▶ **Aim**
From the lines below, copy out in full every one that contains the word "crossing".

▶ **The input**
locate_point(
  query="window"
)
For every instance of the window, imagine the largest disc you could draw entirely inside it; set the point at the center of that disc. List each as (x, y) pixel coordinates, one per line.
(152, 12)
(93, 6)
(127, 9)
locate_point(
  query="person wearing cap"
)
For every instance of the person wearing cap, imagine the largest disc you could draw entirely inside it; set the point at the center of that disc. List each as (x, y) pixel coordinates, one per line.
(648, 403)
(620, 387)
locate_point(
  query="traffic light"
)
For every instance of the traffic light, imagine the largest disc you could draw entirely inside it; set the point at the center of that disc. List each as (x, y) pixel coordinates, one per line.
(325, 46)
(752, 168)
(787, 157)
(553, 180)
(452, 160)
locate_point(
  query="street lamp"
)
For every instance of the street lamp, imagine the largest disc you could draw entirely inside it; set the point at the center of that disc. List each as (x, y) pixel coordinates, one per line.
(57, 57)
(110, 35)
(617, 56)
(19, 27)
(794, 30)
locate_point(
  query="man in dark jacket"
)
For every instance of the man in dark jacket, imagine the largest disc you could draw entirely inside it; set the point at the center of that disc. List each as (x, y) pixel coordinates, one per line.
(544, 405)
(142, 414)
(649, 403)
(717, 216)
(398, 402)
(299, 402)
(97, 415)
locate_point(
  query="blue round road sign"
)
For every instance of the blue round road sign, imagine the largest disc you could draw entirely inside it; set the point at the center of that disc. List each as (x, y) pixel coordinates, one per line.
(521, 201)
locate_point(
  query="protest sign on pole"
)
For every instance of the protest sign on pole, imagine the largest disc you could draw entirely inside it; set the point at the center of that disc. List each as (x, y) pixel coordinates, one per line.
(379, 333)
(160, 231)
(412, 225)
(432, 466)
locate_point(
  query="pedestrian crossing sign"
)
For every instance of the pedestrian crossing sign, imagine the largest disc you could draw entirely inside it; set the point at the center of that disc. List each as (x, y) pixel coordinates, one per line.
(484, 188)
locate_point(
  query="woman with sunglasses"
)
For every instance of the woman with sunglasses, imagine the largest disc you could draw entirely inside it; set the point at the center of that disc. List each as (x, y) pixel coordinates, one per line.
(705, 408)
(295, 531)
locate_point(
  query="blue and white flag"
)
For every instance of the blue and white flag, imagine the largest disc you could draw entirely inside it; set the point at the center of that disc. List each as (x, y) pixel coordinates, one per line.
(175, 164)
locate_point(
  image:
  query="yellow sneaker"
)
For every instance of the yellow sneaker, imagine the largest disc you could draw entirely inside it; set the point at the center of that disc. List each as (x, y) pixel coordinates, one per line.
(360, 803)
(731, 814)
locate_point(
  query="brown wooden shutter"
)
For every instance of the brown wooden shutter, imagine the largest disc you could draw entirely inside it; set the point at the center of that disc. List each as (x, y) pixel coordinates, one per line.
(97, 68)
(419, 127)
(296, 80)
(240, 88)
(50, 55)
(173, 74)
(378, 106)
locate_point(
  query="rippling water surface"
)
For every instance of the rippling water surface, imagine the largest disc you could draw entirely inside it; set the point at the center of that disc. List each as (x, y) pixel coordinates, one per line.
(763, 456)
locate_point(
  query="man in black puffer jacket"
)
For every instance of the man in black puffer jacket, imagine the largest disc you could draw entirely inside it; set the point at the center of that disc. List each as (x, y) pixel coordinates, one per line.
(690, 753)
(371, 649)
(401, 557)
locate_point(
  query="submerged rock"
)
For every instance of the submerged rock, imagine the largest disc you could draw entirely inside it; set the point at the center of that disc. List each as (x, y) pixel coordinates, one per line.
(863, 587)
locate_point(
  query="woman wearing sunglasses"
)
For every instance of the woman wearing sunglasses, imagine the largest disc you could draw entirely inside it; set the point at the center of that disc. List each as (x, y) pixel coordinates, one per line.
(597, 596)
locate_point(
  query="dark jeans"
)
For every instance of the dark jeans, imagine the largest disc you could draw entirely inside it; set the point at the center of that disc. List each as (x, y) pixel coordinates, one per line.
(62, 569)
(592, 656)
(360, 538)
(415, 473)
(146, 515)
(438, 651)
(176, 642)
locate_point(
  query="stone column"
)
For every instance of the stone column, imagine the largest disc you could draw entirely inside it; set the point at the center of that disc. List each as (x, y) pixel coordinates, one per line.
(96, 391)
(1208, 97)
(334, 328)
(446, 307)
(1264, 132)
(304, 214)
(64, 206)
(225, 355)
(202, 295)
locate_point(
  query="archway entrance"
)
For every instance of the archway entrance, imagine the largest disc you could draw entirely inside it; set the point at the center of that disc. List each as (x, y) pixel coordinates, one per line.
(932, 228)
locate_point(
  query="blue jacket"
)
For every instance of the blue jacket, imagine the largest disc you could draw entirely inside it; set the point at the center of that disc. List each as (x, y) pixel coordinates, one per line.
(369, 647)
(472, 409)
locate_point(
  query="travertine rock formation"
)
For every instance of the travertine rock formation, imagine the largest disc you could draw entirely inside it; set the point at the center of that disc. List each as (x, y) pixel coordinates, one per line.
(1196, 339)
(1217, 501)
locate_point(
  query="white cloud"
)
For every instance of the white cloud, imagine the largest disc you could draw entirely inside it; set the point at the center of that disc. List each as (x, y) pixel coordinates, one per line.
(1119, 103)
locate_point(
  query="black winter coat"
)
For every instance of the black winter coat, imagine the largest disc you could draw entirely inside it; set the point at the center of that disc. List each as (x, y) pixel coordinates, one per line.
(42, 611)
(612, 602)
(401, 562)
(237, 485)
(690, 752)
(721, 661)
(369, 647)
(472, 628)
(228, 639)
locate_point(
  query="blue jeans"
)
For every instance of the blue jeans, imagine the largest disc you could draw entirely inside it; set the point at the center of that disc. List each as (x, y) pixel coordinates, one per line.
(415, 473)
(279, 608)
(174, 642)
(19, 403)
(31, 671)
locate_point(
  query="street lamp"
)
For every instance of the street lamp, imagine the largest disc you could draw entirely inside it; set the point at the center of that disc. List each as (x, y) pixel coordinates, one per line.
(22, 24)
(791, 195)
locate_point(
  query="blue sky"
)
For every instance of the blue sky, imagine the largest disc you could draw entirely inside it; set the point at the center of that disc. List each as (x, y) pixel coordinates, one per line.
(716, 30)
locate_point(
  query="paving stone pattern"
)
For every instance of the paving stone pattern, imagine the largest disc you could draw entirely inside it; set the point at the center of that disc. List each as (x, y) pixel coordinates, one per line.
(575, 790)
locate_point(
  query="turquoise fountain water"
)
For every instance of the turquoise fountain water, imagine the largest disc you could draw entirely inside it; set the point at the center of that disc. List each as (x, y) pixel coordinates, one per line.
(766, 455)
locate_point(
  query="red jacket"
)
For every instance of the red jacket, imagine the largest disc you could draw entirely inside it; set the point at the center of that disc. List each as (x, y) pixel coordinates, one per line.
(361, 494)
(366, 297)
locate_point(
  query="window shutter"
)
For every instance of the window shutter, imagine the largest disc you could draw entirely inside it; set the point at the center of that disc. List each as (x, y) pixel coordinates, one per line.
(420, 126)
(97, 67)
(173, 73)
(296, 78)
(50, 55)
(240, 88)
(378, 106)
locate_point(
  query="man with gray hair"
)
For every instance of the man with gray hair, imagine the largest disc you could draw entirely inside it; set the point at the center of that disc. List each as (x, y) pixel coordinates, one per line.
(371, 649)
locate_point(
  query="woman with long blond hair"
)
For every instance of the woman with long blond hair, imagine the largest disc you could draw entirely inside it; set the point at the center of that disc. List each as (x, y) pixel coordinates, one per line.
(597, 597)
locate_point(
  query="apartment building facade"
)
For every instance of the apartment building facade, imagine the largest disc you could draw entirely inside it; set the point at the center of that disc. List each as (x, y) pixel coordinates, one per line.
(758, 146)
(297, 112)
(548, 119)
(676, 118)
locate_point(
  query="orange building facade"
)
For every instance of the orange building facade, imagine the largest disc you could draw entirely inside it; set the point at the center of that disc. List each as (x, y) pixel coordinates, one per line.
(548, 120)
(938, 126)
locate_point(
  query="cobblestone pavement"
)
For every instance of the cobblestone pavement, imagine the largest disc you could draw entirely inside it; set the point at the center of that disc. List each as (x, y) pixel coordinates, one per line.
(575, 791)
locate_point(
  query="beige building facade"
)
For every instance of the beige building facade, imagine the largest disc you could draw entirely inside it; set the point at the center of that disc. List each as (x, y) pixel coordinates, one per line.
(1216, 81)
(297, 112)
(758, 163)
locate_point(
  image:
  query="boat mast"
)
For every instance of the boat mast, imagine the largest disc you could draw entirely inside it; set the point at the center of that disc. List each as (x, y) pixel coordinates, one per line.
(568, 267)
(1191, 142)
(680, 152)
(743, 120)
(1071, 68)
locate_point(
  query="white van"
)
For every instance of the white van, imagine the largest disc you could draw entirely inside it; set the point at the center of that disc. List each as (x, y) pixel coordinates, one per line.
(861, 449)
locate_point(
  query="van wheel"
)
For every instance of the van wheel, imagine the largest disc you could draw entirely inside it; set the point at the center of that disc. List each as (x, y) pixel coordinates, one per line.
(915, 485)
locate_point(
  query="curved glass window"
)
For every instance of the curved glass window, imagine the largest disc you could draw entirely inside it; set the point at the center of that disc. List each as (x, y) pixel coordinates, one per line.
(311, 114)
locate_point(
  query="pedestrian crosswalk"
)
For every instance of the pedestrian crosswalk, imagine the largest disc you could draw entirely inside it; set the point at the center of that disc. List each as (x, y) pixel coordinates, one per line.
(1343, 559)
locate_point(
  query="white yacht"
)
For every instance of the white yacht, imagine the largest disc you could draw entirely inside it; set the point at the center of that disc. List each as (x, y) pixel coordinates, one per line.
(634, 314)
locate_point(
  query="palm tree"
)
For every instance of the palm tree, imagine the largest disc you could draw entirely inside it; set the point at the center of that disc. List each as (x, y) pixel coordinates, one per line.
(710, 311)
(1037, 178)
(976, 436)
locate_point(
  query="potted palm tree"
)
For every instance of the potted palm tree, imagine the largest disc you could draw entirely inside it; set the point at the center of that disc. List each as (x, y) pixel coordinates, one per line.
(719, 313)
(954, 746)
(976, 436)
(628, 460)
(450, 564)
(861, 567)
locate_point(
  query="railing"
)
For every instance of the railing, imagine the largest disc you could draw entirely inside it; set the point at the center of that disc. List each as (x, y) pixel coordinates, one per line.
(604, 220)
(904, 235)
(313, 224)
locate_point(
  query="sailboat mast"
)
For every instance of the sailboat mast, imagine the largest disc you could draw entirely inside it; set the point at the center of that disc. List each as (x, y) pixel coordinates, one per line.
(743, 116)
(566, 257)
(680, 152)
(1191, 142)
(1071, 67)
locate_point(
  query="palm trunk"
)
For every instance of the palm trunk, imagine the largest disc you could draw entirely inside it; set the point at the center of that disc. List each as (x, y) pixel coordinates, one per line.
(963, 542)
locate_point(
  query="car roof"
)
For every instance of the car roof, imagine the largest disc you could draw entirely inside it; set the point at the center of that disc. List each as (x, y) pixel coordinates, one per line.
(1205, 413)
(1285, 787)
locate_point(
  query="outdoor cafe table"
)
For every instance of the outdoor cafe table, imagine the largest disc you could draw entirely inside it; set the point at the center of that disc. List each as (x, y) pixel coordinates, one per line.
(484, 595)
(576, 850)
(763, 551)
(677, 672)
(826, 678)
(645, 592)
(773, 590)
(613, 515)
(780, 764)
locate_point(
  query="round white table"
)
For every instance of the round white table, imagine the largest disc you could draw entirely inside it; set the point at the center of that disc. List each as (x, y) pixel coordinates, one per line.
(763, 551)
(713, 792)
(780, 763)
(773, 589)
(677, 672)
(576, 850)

▶ **Complete output**
  query="pedestrian crossing sign"
For every instance of the pedestrian crossing sign, imagine the largest disc you could draw entirely inside it; set the point at the center of that disc. List each as (x, y) pixel coordinates, one per line.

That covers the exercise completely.